Records from a data source:
◆ ◆ ◆

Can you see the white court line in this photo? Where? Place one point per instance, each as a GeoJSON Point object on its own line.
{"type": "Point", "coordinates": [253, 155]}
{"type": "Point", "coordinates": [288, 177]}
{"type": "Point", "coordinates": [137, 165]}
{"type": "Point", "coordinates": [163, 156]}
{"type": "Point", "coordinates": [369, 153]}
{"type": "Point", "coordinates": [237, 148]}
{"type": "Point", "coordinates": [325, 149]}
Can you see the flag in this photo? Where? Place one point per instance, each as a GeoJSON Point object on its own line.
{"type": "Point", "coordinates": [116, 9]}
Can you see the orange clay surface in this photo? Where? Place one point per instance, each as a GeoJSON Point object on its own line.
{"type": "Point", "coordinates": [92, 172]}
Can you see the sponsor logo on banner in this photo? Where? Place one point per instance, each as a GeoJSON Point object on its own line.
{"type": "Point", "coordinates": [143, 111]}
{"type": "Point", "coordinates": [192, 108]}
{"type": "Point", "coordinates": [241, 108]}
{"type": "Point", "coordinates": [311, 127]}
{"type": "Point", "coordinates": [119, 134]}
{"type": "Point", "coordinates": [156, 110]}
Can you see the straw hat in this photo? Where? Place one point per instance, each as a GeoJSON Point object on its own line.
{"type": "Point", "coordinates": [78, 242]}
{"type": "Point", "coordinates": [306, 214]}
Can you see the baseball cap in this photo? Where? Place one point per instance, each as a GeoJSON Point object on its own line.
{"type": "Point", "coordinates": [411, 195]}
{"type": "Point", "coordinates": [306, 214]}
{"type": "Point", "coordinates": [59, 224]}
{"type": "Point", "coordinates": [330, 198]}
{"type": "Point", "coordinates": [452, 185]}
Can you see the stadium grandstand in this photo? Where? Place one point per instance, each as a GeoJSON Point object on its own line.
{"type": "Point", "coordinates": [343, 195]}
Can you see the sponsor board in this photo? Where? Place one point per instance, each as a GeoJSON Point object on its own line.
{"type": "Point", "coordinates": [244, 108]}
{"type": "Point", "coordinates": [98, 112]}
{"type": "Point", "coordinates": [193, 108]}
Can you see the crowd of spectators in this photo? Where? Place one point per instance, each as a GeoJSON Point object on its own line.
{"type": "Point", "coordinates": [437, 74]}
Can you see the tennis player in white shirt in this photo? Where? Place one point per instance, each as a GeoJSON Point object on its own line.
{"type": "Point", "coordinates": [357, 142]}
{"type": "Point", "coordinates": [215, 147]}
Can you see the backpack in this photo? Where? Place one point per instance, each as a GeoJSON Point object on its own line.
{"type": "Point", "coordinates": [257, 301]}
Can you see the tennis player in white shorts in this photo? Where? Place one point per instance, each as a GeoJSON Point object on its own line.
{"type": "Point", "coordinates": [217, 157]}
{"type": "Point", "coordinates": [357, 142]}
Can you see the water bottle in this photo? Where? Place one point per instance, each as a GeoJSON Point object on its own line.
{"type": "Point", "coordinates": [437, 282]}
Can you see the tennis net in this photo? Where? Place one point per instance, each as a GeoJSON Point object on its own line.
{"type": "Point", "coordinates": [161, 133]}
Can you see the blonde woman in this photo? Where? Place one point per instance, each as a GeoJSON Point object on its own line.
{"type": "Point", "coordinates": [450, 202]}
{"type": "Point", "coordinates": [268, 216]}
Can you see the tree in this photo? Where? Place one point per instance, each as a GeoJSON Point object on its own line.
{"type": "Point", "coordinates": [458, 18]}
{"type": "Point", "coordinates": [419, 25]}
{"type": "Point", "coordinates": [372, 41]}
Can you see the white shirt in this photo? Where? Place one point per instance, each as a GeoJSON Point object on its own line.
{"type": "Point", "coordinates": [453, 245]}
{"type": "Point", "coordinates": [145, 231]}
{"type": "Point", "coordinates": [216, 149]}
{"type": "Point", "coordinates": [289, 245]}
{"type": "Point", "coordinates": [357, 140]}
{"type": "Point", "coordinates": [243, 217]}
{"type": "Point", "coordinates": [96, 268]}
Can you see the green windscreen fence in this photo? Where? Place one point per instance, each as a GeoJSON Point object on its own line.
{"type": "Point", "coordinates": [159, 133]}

◆ ◆ ◆

■ AIM
All entries must be repeated verbatim.

■ FULL SOLUTION
Can you see the white court line in this photo? Where? Place one point per instance, each as a GeoJSON Point object on its own line.
{"type": "Point", "coordinates": [253, 155]}
{"type": "Point", "coordinates": [288, 177]}
{"type": "Point", "coordinates": [137, 165]}
{"type": "Point", "coordinates": [163, 156]}
{"type": "Point", "coordinates": [369, 153]}
{"type": "Point", "coordinates": [237, 148]}
{"type": "Point", "coordinates": [325, 149]}
Can you see the flag in this photo? Where? Place one point per instance, each as a GeoJSON Point object on its own line.
{"type": "Point", "coordinates": [116, 9]}
Can you see the orange clay surface in this photo? Where? Place one point per instance, each as a GeoJSON Point object on its own line.
{"type": "Point", "coordinates": [92, 172]}
Can you see the sponsor logo on banner in this photo? Where? Place one point per instance, each as a GeoJSON Point object on its own line.
{"type": "Point", "coordinates": [143, 111]}
{"type": "Point", "coordinates": [192, 108]}
{"type": "Point", "coordinates": [241, 108]}
{"type": "Point", "coordinates": [311, 127]}
{"type": "Point", "coordinates": [119, 134]}
{"type": "Point", "coordinates": [156, 110]}
Can you see the straw hat in this photo? Where? Place one point per instance, each as a GeoJSON Point object on its own line.
{"type": "Point", "coordinates": [78, 242]}
{"type": "Point", "coordinates": [306, 214]}
Can you see the baseball cap in this photo? Where? Place one point per instance, each as a GeoJSON Point object on its own line.
{"type": "Point", "coordinates": [411, 195]}
{"type": "Point", "coordinates": [306, 214]}
{"type": "Point", "coordinates": [59, 224]}
{"type": "Point", "coordinates": [330, 198]}
{"type": "Point", "coordinates": [452, 185]}
Can you see the stadium grandstand in this photo? Where? Place one point per instance, each as a GeoJSON Point object on its own line.
{"type": "Point", "coordinates": [343, 195]}
Can you see the sponsor board in this photo? Where? Place one point per instance, each as a GeoJSON Point object on its own line.
{"type": "Point", "coordinates": [244, 108]}
{"type": "Point", "coordinates": [98, 112]}
{"type": "Point", "coordinates": [193, 108]}
Can you see the crowd of spectators in this photo? Where? Place one point per instance, each as a GeoJSON Point object on its own line.
{"type": "Point", "coordinates": [437, 74]}
Can you see the tennis player in white shirt in this photo? Where? Place one point per instance, each as a GeoJSON Point object on its own line.
{"type": "Point", "coordinates": [357, 142]}
{"type": "Point", "coordinates": [215, 147]}
Can you see the backpack in this photo? Where? Place one point per instance, each as a GeoJSON Point object on its own line.
{"type": "Point", "coordinates": [257, 301]}
Can you see the tennis player in white shorts in this photo? Where? Place one point per instance, each as a GeoJSON Point object on its own line.
{"type": "Point", "coordinates": [217, 157]}
{"type": "Point", "coordinates": [357, 142]}
Can you see the water bottle in this photo? Where? Place one point per instance, each as a GeoJSON Point object on its own line.
{"type": "Point", "coordinates": [437, 282]}
Can you see the tennis net in this photo? Where? Place one point per instance, each as a GeoJSON Point object on its own line.
{"type": "Point", "coordinates": [161, 133]}
Can you see the blonde woman in this photo? Where? Place one point per instance, each as a GeoJSON Point object on its own line.
{"type": "Point", "coordinates": [450, 202]}
{"type": "Point", "coordinates": [268, 216]}
Can you see the tree in this photo? Where? Place one point per instance, each as a GeoJSON Point object on its own line.
{"type": "Point", "coordinates": [458, 18]}
{"type": "Point", "coordinates": [419, 25]}
{"type": "Point", "coordinates": [372, 41]}
Can you see the white shirt in this photo? Where? Place one point per instance, each as a GeoJSON Point object on its own line.
{"type": "Point", "coordinates": [453, 245]}
{"type": "Point", "coordinates": [145, 231]}
{"type": "Point", "coordinates": [216, 149]}
{"type": "Point", "coordinates": [289, 245]}
{"type": "Point", "coordinates": [357, 140]}
{"type": "Point", "coordinates": [243, 217]}
{"type": "Point", "coordinates": [96, 268]}
Can you see the green windscreen fence in this photo? Where? Place one point per instance, each as a GeoJSON Point object on its own line.
{"type": "Point", "coordinates": [159, 133]}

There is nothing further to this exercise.